> **Written problem**
Recast each line of the items below as a string in a single JSON list, one string per line, leaving out blank lines.

|---|

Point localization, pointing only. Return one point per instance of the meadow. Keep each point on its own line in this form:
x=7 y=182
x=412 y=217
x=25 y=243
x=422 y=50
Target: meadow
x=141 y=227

|---|

> **Output**
[
  "Point localization, pointing only. Return one point per instance of the meadow. Keep each point on its own line in this form:",
  "x=7 y=182",
  "x=412 y=217",
  "x=25 y=243",
  "x=422 y=50",
  "Target: meadow",
  "x=141 y=227"
]